### TASK INPUTS
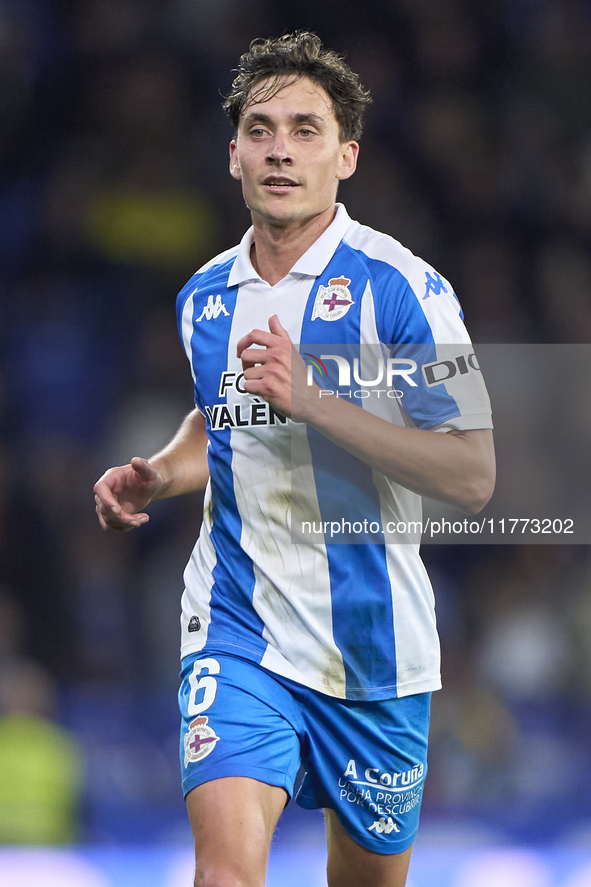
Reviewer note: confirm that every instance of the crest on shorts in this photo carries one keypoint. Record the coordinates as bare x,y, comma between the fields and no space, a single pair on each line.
200,740
333,301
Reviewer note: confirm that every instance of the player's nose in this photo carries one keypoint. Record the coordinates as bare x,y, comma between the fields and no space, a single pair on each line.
279,150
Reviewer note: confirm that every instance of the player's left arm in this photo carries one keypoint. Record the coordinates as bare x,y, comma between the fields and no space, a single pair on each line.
457,467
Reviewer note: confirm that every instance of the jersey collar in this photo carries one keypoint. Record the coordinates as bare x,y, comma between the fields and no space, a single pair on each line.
311,264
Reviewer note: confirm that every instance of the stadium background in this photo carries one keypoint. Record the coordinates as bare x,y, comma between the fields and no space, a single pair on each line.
113,189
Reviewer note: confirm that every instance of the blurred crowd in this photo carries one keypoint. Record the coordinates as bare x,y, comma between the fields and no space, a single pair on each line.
113,190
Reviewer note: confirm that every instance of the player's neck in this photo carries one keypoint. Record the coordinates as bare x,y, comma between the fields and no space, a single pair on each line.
277,247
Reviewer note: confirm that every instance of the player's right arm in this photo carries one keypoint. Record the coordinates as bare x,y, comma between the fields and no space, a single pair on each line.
122,493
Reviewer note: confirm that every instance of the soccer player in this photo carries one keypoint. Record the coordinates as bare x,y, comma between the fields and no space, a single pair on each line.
300,652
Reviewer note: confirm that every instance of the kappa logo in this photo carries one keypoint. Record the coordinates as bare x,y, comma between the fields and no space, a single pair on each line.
213,309
333,301
383,826
433,284
200,740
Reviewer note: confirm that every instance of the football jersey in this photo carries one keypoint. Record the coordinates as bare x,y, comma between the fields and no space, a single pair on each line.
351,620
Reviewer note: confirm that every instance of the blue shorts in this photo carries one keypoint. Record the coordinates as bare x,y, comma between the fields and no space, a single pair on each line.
367,761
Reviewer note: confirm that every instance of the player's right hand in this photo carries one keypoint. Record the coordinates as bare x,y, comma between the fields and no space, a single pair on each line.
122,493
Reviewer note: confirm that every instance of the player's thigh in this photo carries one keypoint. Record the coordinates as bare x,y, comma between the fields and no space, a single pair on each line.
237,721
233,820
351,865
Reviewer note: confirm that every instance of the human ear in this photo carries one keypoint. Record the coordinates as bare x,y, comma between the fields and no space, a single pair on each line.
235,170
349,155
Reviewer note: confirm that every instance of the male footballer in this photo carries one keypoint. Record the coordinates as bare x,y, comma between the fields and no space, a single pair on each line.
300,652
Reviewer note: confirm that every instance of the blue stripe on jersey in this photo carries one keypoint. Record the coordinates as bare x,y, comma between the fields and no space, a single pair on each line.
232,615
362,614
401,322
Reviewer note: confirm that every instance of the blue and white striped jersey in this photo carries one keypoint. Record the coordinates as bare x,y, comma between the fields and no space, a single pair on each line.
351,620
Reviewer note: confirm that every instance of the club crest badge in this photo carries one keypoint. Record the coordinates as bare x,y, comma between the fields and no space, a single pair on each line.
200,740
333,301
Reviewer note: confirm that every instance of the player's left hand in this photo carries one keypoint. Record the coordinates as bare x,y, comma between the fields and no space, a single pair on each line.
274,370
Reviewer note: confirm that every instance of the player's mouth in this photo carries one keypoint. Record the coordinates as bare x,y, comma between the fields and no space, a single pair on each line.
279,184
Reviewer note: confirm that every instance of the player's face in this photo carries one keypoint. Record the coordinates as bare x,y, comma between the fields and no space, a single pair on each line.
288,154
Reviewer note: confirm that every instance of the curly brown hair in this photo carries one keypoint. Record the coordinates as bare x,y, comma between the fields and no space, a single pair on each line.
299,55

### OBJECTIVE
Reproduce every line of the material from the line containing "Reviewer note: confirm that every instance of the player's mouth" through the end of the material, both included, and add 83 to each x and y value in the coordinate pairs.

### EXERCISE RESPONSE
Reviewer note: confirm that every instance of the player's mouth in this photo carries one keypoint. Record the coordinates as bare x,y, comma between the fields and no space, a single pair on each line.
362,267
Reviewer note: confirm that every instance of the player's face in this photo carries one keypoint. Record the coordinates as bare x,y, comma between the fields and no space, a single pair on each line.
371,237
Reviewer note: confirm that every instance of the curly brown hair in this photo carries one keypoint. Record the coordinates as bare x,y, comma between the fields and no space, a single pair on each line.
382,138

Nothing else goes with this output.